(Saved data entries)
+++
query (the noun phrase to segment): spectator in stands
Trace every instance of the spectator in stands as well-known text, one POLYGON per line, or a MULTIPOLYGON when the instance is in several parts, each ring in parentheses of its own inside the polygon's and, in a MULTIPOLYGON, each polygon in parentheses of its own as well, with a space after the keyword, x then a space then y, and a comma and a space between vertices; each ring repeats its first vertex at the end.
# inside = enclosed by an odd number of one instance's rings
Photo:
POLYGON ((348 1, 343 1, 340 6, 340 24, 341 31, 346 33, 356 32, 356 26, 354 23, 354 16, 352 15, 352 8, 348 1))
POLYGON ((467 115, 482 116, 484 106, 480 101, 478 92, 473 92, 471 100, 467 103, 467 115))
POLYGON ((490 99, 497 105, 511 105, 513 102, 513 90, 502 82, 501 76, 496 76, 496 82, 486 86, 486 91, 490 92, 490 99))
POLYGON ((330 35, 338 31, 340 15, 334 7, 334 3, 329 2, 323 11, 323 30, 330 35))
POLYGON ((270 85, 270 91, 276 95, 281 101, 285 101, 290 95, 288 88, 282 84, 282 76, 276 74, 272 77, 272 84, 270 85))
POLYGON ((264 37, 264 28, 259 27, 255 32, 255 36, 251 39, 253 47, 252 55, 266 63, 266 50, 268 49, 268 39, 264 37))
+++
YOUR TASK: In the records above, find every line with the word "stands" and copy it.

RESPONSE TO THE TASK:
query (the noun phrase to segment): spectator in stands
Trace every instance of the spectator in stands as well-known text, one POLYGON per line, or a MULTIPOLYGON when the instance is in several parts, each ring in parentheses of its own inside the polygon's and, in a MULTIPOLYGON, each polygon in parentheses of its own as well, with a space after the keyword, x then a space then y, and a comma and a space between vertices; each ring repeats its first vertex at the end.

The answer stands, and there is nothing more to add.